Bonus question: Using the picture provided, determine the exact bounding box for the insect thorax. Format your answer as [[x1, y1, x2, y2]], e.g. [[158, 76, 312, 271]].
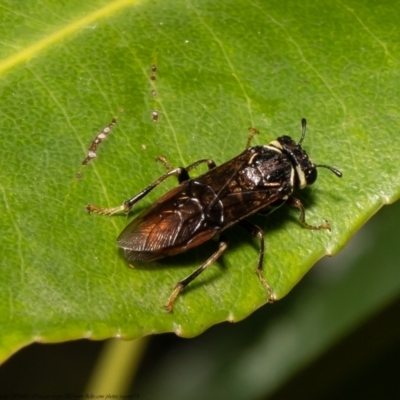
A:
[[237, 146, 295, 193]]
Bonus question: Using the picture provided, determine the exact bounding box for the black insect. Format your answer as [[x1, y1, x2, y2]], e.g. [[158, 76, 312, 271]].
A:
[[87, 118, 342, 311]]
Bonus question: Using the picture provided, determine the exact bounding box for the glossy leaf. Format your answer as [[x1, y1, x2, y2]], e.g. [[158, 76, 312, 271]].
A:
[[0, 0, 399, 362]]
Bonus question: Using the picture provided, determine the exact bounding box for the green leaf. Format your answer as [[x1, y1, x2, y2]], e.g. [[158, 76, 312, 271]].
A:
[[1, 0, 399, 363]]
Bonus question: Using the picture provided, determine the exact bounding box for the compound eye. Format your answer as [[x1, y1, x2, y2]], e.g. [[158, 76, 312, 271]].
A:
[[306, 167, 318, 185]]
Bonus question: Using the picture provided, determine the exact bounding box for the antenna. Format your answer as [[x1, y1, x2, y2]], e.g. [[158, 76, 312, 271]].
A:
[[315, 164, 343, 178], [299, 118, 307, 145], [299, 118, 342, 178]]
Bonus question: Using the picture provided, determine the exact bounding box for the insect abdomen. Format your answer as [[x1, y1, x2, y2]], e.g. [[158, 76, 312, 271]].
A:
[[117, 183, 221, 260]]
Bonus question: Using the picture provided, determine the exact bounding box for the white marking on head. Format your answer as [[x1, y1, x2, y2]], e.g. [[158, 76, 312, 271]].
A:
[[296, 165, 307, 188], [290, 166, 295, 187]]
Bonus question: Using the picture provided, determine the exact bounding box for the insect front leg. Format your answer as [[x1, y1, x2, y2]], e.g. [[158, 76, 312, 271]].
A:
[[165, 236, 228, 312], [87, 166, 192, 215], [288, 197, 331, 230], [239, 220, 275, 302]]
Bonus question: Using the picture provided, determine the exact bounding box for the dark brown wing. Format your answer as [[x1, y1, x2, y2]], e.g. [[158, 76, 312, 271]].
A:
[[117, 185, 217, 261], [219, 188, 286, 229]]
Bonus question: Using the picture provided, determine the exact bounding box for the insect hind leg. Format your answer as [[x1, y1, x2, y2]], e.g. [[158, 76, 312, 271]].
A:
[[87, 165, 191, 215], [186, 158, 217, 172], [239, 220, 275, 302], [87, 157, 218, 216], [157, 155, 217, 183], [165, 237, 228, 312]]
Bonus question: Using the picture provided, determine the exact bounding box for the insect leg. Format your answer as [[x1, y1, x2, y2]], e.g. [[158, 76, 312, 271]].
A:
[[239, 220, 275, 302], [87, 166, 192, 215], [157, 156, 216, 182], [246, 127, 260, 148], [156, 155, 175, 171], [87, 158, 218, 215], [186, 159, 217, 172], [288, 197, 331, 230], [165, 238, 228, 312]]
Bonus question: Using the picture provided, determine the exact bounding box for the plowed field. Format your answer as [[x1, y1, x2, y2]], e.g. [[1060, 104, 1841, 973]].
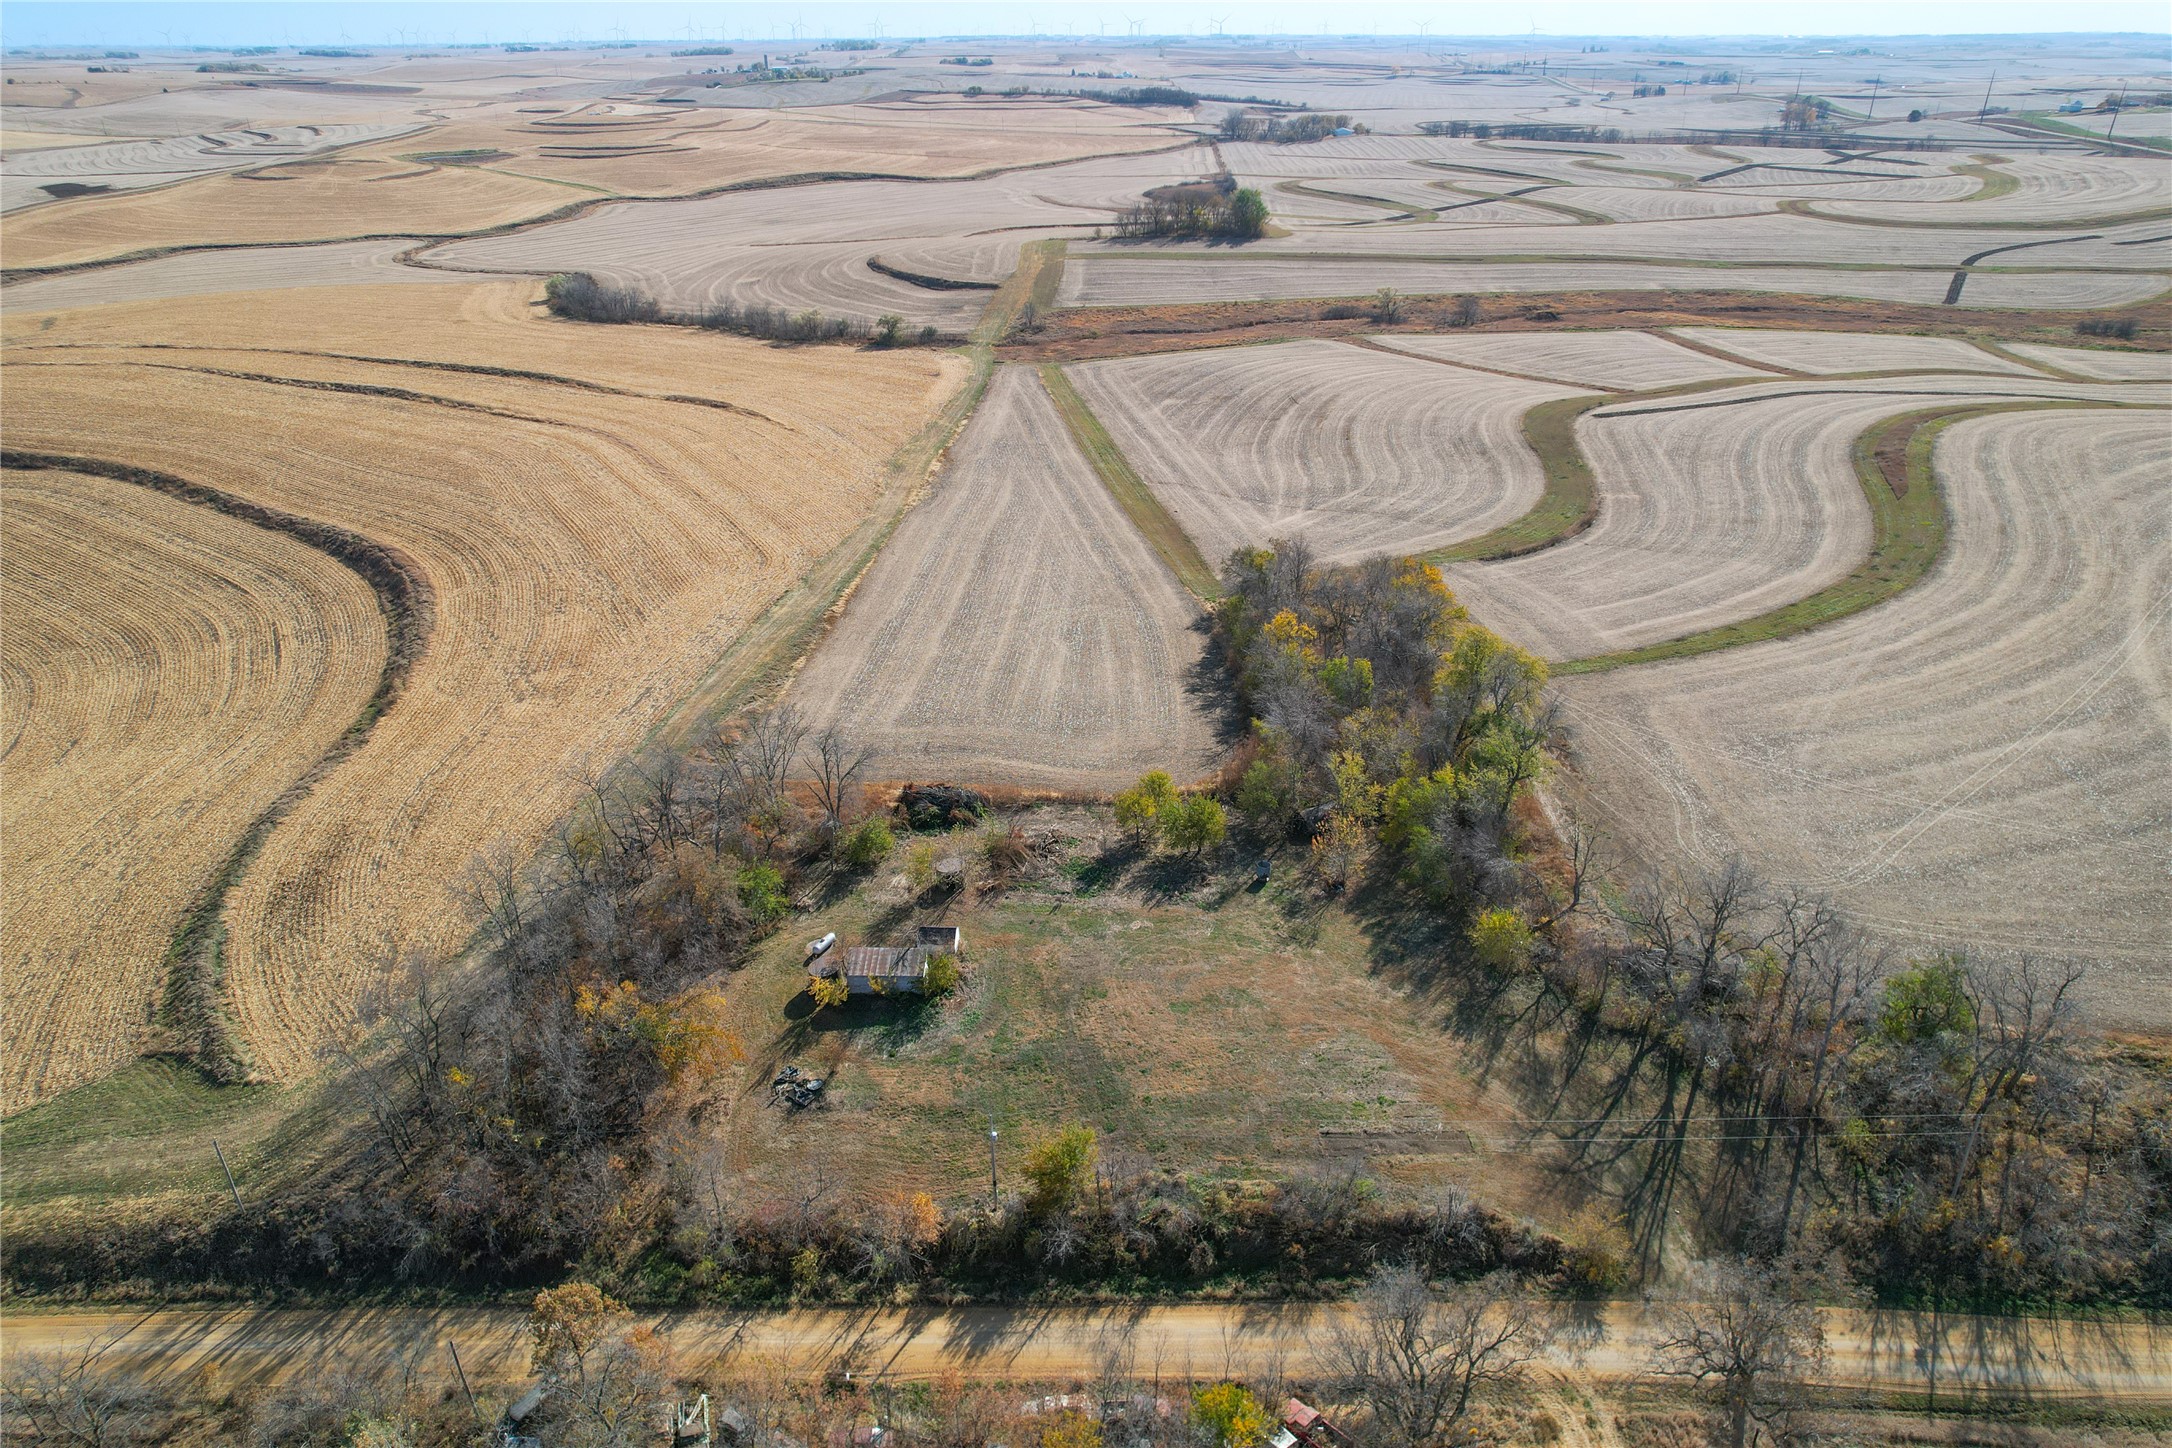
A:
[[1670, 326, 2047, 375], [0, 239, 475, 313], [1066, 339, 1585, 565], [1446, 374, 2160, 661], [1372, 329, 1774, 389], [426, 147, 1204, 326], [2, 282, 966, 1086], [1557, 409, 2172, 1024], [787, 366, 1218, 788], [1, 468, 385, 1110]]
_ _ _ _ _
■ **HOW TO COMPLETE THIS TASK**
Copy out every line of the data that includes "insect".

■ **SOLVED EXERCISE**
Bonus question: Using the picture provided, determine the exact bounding box for the insect thorax. Format your answer as [[x1, y1, x2, y2]], e.g. [[158, 76, 312, 271]].
Bonus question: Using the picture provided, determine the exact bounding box for the black insect. Format your answer as [[x1, y1, x2, y2]], e.g. [[158, 76, 312, 271]].
Bonus question: Using the picture provided, determine the exact bounding box for the insect abdomen. Format your answer as [[x1, y1, x2, y2]], e.g. [[158, 76, 312, 271]].
Bonus question: Using the picture provided, determine the exact bounding box for the insect front leg. Format your answer as [[x1, y1, x2, y2]], e.g. [[158, 76, 312, 271]].
Bonus question: Using the picture provided, determine the exact bounding box for the insect hind leg. Format your answer as [[x1, y1, x2, y2]], e.g. [[158, 76, 312, 271]].
Bonus question: Using the picture provided, determine the exact bounding box for the insect leg. Format your answer as [[x1, y1, x2, y2]], e.g. [[158, 76, 312, 271]].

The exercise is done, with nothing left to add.